-- START Data for the task --

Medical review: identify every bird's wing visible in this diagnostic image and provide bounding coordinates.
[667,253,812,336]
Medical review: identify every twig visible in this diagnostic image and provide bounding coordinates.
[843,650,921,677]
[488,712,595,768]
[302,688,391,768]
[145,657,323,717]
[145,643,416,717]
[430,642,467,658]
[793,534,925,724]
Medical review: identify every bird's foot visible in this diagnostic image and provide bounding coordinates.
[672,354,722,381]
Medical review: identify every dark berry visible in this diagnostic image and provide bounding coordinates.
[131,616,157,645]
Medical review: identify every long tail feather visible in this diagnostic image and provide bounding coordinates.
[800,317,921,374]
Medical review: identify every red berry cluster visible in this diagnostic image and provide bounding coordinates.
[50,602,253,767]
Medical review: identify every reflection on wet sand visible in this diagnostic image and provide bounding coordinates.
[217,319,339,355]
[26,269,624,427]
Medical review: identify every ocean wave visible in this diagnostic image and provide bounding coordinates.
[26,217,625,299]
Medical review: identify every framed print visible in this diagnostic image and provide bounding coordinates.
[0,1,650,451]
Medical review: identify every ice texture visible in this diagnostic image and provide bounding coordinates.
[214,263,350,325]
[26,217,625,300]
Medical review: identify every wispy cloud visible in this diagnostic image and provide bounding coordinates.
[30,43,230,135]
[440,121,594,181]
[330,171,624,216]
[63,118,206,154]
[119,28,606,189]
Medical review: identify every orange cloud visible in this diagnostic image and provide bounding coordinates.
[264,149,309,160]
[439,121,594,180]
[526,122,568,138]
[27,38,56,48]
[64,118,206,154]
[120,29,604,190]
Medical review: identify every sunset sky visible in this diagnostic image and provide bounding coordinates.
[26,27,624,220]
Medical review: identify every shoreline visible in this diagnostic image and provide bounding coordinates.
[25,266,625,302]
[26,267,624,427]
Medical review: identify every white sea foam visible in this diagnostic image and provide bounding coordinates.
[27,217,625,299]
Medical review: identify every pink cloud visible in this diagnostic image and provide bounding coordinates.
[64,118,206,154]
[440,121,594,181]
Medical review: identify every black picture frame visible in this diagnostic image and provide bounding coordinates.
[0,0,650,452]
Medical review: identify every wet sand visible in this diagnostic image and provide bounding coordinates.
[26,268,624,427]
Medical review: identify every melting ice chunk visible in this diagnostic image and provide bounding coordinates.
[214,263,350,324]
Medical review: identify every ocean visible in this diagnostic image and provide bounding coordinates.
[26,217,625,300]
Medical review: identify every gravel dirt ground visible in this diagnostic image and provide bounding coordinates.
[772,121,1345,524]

-- END Data for the task --
-- START Data for the task --

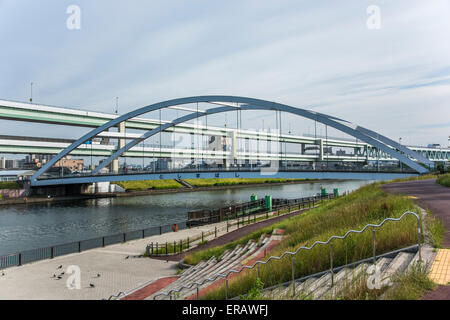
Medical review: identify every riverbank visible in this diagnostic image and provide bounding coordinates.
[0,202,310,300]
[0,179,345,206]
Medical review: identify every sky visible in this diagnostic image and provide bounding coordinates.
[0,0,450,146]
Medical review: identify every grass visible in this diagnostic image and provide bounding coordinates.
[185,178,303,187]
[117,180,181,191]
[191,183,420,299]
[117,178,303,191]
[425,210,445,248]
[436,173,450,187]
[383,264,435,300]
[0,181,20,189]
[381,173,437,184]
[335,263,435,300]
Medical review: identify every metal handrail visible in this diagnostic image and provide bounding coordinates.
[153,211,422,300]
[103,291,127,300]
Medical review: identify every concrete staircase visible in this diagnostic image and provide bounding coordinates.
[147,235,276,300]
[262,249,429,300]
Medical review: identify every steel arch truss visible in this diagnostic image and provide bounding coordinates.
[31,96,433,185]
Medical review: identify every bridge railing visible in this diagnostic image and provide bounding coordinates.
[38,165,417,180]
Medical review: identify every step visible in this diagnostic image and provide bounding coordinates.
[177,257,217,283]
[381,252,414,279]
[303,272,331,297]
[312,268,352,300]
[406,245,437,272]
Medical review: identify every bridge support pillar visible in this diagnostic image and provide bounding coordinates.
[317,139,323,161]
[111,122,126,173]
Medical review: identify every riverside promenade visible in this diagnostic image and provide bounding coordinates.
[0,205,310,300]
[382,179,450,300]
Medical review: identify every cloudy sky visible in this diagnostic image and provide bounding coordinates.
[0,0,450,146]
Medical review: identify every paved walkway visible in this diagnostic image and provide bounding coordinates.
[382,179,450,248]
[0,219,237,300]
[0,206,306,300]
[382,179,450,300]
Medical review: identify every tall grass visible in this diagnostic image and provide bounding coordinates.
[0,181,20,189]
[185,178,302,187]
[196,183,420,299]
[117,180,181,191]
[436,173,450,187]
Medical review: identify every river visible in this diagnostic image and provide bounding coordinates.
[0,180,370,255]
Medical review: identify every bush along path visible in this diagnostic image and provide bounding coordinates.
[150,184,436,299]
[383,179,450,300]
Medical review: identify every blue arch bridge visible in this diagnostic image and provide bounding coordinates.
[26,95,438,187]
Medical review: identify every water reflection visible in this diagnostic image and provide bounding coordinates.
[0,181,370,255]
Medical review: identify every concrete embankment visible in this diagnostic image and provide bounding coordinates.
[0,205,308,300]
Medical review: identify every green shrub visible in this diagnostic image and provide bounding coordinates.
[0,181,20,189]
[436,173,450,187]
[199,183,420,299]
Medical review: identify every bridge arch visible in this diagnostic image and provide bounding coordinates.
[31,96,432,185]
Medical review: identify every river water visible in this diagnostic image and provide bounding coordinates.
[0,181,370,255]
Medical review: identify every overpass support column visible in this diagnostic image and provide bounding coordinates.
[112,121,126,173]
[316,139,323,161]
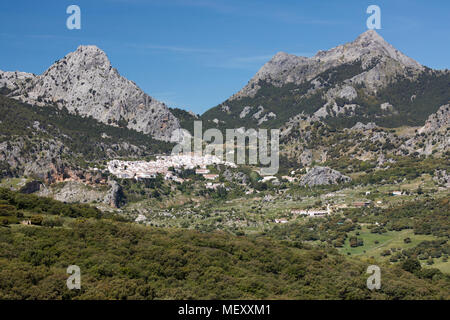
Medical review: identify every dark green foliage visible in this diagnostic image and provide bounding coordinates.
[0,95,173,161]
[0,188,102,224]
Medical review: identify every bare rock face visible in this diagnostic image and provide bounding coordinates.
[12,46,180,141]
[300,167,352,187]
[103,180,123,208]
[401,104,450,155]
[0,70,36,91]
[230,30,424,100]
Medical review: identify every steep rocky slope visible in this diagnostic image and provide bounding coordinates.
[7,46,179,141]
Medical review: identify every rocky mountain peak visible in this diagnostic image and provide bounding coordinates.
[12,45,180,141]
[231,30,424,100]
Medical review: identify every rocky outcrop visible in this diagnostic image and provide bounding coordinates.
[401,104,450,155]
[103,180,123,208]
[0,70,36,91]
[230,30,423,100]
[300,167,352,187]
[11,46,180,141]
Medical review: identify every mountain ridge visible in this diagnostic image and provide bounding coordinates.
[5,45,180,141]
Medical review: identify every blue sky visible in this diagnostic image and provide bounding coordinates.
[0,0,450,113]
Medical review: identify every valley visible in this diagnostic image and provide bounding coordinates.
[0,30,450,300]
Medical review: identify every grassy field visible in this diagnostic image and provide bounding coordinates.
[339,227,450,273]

-- END Data for the task --

Your objective
Rewrite every line of the entries between the lines holding "Medical review: identify every step" and "[316,139,323,161]", inclusive, requests included. Multiply each bounding-box coordinate in the answers by 0.8 and round to a whole number, halves up, and give only those lines.

Task response
Medical review: identify every step visible in this diagnostic image and provide bounding coordinates.
[142,206,174,226]
[305,202,331,223]
[242,218,265,238]
[250,214,282,240]
[325,196,350,218]
Medical review: identify every bridge support pillar visible in this diagnostic image and provide bounding coordinates.
[254,111,258,129]
[89,98,101,138]
Medical review: identify every riverside promenade visible in this diagnostic image and provide bounding coordinates.
[0,164,248,240]
[306,143,360,240]
Medical review: identify every cloudy sky visible in this diagnostic image and provide bounding coordinates.
[0,0,360,117]
Medical review: identify every paved walkway visible in this diagnostic image and provide bounding coordinates.
[306,143,360,198]
[0,175,190,240]
[0,165,245,240]
[306,143,360,240]
Medical review: identify every tall grass visible in this diagnostic image and provide bounding coordinates.
[0,145,16,151]
[148,142,242,150]
[157,146,336,239]
[94,144,145,153]
[349,138,360,150]
Medical review: identify every river visible in this diagnostic image and provide bounding coordinates.
[0,144,296,204]
Medical review: identify every bush along path visible in this diagnostic image and provide bounding coordinates.
[120,147,349,239]
[306,143,360,240]
Medical review: identify every blue arch bridge visible in this diagnostic image and provide bounding coordinates.
[21,76,350,150]
Medical review: identify every water reflection visible in this diagnostic image and provide bounding coordinates.
[0,145,296,204]
Medical review: identify every concrete embankment visible in this diagnostic image and provide bounding coordinates.
[0,164,246,240]
Medical review: identify every green shrub visible in this diagnostic image and provide bounding coordinates.
[0,145,16,151]
[349,138,360,150]
[159,146,336,239]
Medical review: identify every bridge arch visible in this diagnostic image and provide bounding coordinates.
[25,77,346,148]
Medical review: identify every river water visible in this diagnostic image and provide bounding coordinates.
[0,145,296,204]
Medical review: identify every overpass support column visible in this diagnostic image and provide bounding coordinates.
[90,97,101,138]
[253,111,258,129]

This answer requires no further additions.